● **INSTRUCTIONS TO FOLLOW**
Reading the records below, how many lines contain "player"? Respond with a number and nothing else.

(Records from a collection)
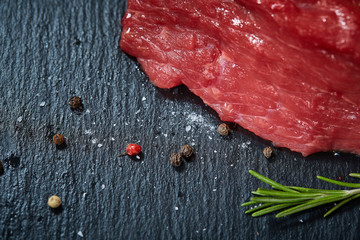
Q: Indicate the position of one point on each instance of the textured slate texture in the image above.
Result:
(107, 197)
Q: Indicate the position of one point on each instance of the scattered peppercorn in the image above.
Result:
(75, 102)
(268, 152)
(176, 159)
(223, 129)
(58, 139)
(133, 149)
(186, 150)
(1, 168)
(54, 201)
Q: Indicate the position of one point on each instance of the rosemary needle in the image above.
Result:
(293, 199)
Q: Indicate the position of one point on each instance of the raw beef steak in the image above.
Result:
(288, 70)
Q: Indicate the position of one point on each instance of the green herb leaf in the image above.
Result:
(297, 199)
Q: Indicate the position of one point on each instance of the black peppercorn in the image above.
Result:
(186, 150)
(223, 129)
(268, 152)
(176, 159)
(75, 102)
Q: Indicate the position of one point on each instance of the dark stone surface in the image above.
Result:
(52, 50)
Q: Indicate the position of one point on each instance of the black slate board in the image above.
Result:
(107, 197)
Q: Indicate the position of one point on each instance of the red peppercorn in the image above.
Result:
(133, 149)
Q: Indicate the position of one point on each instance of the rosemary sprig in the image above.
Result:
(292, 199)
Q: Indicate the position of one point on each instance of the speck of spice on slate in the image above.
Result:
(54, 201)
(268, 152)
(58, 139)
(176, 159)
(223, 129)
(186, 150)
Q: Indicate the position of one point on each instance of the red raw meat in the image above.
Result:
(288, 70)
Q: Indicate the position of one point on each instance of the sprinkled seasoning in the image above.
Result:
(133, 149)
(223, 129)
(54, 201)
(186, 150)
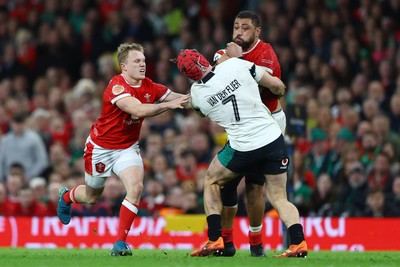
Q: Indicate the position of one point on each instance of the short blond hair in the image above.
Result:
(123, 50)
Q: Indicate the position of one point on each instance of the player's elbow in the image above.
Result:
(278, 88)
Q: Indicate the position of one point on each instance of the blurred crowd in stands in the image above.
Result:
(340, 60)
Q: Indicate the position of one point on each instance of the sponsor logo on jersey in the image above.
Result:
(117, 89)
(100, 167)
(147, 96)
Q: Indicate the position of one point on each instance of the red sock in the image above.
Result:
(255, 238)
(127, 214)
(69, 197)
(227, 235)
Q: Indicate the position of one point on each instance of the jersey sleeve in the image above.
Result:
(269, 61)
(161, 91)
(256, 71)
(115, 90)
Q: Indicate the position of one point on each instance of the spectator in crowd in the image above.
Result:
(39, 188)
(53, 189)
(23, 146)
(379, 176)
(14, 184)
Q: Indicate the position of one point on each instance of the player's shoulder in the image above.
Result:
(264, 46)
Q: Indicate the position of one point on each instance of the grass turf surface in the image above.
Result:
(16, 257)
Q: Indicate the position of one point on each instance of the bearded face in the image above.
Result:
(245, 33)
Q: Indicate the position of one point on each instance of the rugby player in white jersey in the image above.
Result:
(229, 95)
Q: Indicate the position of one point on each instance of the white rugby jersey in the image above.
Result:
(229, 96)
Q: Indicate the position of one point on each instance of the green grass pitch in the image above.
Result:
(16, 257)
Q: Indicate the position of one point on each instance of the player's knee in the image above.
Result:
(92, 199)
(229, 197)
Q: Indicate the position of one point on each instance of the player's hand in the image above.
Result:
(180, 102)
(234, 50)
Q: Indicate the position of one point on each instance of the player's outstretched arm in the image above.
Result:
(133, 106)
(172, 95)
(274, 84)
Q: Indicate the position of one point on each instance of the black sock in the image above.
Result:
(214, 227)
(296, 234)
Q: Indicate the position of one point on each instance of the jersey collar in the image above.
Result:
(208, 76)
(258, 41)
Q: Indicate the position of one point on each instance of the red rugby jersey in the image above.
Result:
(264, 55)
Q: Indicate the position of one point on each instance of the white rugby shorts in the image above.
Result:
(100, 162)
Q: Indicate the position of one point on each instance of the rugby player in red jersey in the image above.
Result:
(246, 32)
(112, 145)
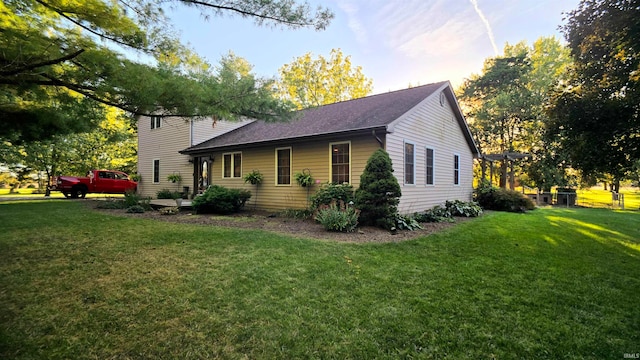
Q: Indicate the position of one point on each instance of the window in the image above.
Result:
--
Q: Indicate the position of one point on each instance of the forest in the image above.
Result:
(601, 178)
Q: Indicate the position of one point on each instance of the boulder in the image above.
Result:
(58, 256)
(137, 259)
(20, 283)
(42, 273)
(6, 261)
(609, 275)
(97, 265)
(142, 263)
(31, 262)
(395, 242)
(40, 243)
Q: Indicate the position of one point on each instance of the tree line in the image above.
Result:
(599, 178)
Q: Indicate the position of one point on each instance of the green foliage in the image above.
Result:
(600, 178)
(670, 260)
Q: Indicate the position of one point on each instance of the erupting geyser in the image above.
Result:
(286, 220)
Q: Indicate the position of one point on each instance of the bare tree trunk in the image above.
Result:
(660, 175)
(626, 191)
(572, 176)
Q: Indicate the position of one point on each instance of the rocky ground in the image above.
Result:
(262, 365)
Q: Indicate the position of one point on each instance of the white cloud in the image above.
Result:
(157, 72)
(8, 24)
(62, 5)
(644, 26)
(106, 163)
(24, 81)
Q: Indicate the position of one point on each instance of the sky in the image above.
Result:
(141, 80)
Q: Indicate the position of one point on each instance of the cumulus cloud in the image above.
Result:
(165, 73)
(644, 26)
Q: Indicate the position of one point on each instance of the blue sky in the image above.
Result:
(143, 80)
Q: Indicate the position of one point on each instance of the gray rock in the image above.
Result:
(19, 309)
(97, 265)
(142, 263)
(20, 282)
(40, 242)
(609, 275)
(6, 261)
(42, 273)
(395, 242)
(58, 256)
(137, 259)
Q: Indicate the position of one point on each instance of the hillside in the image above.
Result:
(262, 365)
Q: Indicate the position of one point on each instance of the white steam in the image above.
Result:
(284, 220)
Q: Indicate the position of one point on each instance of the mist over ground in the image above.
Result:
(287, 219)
==
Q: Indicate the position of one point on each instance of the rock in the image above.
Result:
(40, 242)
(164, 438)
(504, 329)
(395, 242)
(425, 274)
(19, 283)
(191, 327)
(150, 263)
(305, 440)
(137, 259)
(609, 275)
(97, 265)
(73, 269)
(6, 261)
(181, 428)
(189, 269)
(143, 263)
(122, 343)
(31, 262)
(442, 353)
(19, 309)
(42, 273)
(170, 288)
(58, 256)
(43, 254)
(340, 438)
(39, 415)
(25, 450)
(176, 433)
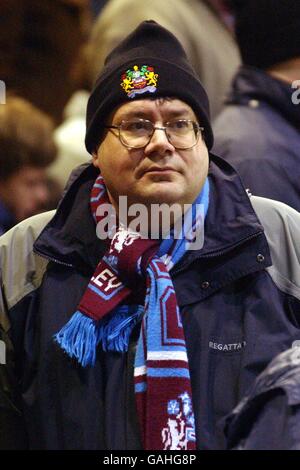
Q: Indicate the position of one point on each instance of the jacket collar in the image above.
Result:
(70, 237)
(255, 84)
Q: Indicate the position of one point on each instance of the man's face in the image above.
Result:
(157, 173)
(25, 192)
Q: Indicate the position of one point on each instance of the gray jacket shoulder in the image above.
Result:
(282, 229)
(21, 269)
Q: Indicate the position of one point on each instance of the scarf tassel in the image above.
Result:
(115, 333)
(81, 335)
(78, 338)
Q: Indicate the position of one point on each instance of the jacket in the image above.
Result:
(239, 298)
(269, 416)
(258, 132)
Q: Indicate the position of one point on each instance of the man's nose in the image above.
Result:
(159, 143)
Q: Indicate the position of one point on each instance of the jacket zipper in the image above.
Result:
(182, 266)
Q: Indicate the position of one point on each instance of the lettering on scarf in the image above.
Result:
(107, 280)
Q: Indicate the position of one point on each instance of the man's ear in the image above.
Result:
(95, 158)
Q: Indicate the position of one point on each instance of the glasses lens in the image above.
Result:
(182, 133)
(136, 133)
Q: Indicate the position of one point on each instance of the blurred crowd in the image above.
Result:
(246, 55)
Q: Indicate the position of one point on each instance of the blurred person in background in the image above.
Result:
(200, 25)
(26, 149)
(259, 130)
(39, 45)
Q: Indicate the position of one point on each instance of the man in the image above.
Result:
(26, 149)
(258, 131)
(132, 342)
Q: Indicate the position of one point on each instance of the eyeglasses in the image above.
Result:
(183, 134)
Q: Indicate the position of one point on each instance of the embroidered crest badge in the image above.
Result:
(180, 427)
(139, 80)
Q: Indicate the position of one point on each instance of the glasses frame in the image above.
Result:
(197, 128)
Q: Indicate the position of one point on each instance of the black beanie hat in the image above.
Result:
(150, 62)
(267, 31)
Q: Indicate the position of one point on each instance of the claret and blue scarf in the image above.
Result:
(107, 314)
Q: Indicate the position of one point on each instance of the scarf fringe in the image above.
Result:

● **SOLUTION TO THE EXERCISE**
7